The records below are to be copied word for word, with every picture left out.

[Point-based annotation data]
━━━━━━━━━━━━━━━━━━━━━━━━━━━━━━
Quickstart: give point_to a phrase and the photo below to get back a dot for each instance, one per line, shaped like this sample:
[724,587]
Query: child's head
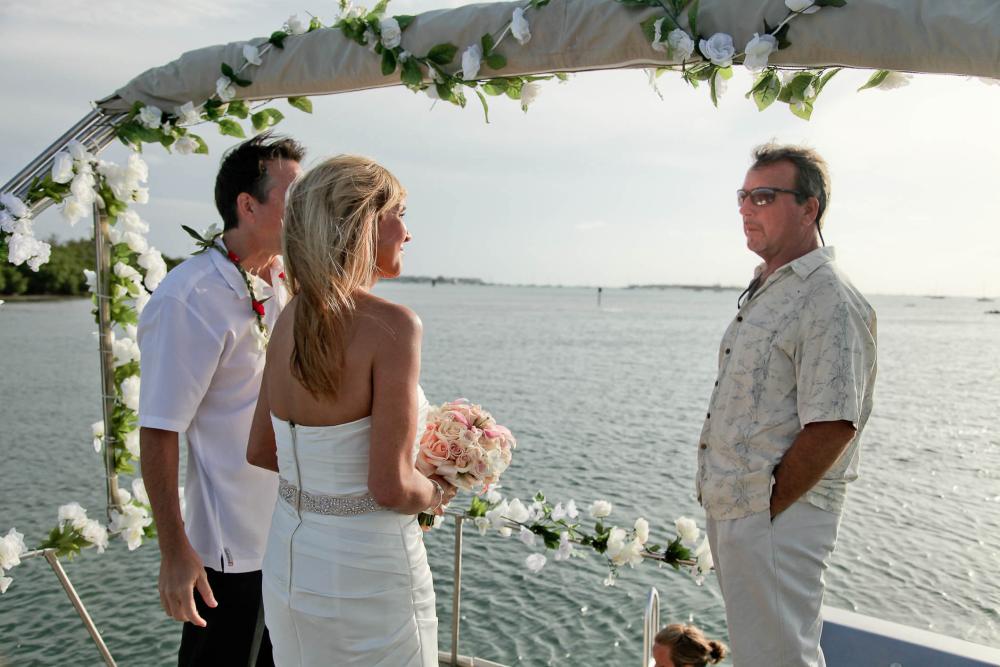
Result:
[680,645]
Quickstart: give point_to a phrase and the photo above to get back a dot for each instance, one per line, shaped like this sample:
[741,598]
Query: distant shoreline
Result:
[447,280]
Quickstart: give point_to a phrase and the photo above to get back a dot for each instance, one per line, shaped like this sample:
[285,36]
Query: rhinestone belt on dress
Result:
[320,503]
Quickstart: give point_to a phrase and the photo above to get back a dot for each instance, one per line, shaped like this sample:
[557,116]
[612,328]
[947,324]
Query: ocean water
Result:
[606,402]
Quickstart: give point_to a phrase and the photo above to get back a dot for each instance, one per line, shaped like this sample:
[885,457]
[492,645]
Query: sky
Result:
[600,183]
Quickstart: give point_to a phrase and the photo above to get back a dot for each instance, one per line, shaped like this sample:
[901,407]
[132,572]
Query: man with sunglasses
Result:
[791,398]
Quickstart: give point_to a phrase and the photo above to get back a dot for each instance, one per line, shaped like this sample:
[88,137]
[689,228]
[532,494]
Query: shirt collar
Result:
[805,265]
[228,270]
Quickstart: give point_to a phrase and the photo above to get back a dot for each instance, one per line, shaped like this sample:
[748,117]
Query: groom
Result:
[792,395]
[201,373]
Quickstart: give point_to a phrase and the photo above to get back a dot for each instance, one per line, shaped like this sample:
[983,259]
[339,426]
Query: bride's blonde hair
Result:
[329,245]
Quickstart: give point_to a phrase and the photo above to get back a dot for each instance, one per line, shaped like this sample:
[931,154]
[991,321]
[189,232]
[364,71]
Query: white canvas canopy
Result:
[932,36]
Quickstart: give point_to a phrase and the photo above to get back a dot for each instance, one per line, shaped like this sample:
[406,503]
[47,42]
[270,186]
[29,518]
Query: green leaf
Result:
[693,17]
[214,109]
[388,62]
[239,109]
[801,109]
[301,103]
[477,507]
[766,90]
[442,54]
[202,146]
[411,74]
[278,38]
[230,127]
[495,86]
[826,77]
[875,79]
[487,44]
[496,61]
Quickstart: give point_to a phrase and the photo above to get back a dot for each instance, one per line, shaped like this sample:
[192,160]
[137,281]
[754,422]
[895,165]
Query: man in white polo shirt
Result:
[793,393]
[201,337]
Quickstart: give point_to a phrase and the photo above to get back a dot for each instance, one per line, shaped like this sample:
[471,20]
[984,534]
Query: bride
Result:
[346,579]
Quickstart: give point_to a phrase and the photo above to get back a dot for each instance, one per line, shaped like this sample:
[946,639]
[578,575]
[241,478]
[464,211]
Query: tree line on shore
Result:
[61,276]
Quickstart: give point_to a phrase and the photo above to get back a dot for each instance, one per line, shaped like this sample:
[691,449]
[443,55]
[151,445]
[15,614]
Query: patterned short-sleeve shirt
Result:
[800,350]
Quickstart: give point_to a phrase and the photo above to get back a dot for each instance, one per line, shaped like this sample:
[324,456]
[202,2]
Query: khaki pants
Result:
[771,576]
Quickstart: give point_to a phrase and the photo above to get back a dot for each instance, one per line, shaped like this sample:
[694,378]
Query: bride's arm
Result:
[392,478]
[261,448]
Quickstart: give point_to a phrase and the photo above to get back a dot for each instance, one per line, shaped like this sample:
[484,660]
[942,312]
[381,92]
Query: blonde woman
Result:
[345,575]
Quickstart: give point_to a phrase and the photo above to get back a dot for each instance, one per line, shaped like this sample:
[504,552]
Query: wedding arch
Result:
[478,54]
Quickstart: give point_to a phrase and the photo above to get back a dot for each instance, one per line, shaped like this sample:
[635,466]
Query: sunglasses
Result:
[763,196]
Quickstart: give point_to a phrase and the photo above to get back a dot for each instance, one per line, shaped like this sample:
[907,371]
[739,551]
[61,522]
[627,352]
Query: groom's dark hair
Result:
[244,169]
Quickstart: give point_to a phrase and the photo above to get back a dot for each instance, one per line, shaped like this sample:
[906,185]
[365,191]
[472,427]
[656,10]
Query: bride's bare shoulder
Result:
[384,319]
━━━━━━━━━━━━━━━━━━━━━━━━━━━━━━
RESPONSE
Quickstart: give point_to a phrase and the photo below to get back a dot for each instance, one per line, shaped like this sample:
[724,587]
Query: child's head
Result:
[680,645]
Quickstart: give point_to a phrase and the photo above to get back a dot for each instance, one per line, shaped like this sample:
[741,598]
Query: distant shoreline
Result:
[447,280]
Quickstart: give point_to a phrase and the photo above to get back a dot for each instance, one per line, shaped like this sample:
[285,36]
Query: rhinestone belt on dress
Result:
[320,503]
Quickstart: give point_to a phrase and the photo above to get back a dot for each instance, one per line, shaped like this sample:
[557,116]
[612,328]
[947,324]
Query: ocean water
Result:
[606,402]
Quickstart: give point_to a phrase and the photo above to get back a dot for each instance, one per line, shaped like this sample:
[885,457]
[492,645]
Query: sky
Result:
[600,183]
Quickstart: give point_to a phrase and the photo above to get back a dot for each instance, one per line, shaped like this sample:
[901,407]
[132,572]
Query: man with sunglasses
Result:
[791,398]
Quickstart: give point_to a phrase and the photo above to get back a dot for each instance, one per line, shaped like this sample:
[88,137]
[689,228]
[532,494]
Query: shirt collar
Result:
[805,265]
[228,270]
Quickstart: give point_to a phrase and the photo above to get back a dot for each instance, one per line, shaped like this sample:
[748,117]
Query: groom
Result:
[792,395]
[201,373]
Quickstart: give point_to a phrase and the photo above to get back a dot for each instance, one per line, shaped like this sample:
[983,259]
[339,426]
Query: bride's blonde hair
Result:
[329,245]
Quickstart: give point_to a phrase and the photo above to get back a dot for each instance, one per line, shaped like this sample:
[931,154]
[991,321]
[189,232]
[364,71]
Query: white canvas canopy
Result:
[932,36]
Quickstart: give point_to a phrase and the photo above to get back a dot for each instance, one per line, shaped like this sample:
[406,503]
[47,42]
[270,186]
[29,518]
Query: green leaf
Result:
[693,17]
[214,109]
[388,62]
[239,109]
[801,109]
[301,103]
[477,507]
[766,90]
[442,54]
[202,146]
[411,74]
[278,38]
[230,127]
[495,86]
[826,77]
[875,79]
[487,44]
[496,61]
Quickstart: give point_to a phrase and the photo above to get back a dot for each instance, one per line, shaped like this sample:
[192,160]
[137,281]
[754,422]
[895,165]
Query: man in white polo shirt
Result:
[793,393]
[201,337]
Quickstart: give point_to a phrase and the photo above to get back a dot for each instance, one per line, shaped like this sample:
[471,20]
[984,534]
Query: bride
Result:
[346,579]
Quickstart: give point_to a phrase and the photo above to get back a dot for each instance, one per line, shaped like this sample:
[946,639]
[578,575]
[241,478]
[464,211]
Query: tree line on shore
Result:
[61,276]
Quickstart: give point_to a phrase and the photo above to get back a dot for each instance, one per line, shaped like this sample:
[691,449]
[443,55]
[151,445]
[15,614]
Query: patterned short-sleeve shirt
Result:
[800,350]
Quickstart: give point_to a phrase and the photo above to get back a dot for each instance, one per line, shaped like this sample:
[324,456]
[202,2]
Query: khaki pants
Result:
[771,576]
Quickstart: give point_to a phrase and the photo above to get back a dot for each instance, one per line, shaped like this sample:
[694,378]
Query: bride's arm
Result:
[392,478]
[261,448]
Quickstart: give point_to a phrase and the photo above to get back a dot for each instance, one per line, shaped like this sample:
[484,660]
[942,312]
[381,92]
Query: blonde woman
Result:
[345,575]
Quickstart: give point_to a phrase and the photo above to get back a dot for each instance, one per line, shaped like this sample:
[504,552]
Query: wedding arch
Result:
[478,54]
Quickstart: give point_to a phrase and the photo above to get back a dot for each instance, one per line, shaped like this sample:
[635,466]
Query: sunglasses
Result:
[763,196]
Quickstart: give point_to a phrase and the photo above to get back a dot for each instance, one per line, shaped like this sample:
[907,371]
[739,551]
[61,522]
[627,352]
Query: groom's dark hair
Result:
[244,169]
Quickstart: give point_to a phrase and the photo above to get back a dot for each instance, one per line, shaped like this sample:
[906,185]
[365,191]
[472,427]
[656,10]
Query: bride's bare shoulder
Result:
[384,319]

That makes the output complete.